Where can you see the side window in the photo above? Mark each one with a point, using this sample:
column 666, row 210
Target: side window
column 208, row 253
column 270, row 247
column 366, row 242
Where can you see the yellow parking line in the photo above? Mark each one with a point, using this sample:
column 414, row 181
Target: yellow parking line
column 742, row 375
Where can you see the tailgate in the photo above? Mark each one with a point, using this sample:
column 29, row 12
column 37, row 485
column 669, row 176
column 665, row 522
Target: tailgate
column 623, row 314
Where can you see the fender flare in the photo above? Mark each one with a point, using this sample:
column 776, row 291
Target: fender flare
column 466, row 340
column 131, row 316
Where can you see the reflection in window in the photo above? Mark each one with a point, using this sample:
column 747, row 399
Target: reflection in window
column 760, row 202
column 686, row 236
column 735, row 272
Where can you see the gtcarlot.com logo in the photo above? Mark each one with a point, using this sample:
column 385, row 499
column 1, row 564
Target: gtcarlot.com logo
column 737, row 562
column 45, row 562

→ **GIVEN TASK**: Can you recast all of the data above as a numbered list, one line per item, with any blank lines left out?

→ **RESULT OF THIS TASK**:
1. Where can you see the side window in the photo above? Mark each one with a point, using this sample:
2. column 666, row 210
3. Target: side window
4. column 208, row 253
5. column 270, row 247
6. column 366, row 242
7. Where can you see the yellow parking line in the photo above? Mark each one with a point, using this sample:
8. column 414, row 181
9. Target: yellow parking line
10. column 742, row 375
11. Where can you see the tailgate in the photo above? Mark each one with a point, using this sample:
12. column 29, row 12
13. column 37, row 485
14. column 669, row 176
15. column 665, row 522
16. Target: tailgate
17. column 623, row 314
18. Where can you see the fender flare in the photo above? Mark each one with a point, using this sample:
19. column 776, row 291
20. Target: fender flare
21. column 466, row 340
22. column 131, row 316
23. Where can you see the reflection in window in the photo above? Mark each one with a point, using this sample:
24. column 747, row 399
25. Target: reflection in window
26. column 760, row 202
27. column 686, row 236
28. column 735, row 272
29. Where can you see the gtcarlot.com logo in the photo above? Mark each one with a point, using this sample:
30. column 385, row 499
31. column 1, row 564
32. Target: gtcarlot.com logo
33. column 737, row 562
34. column 45, row 562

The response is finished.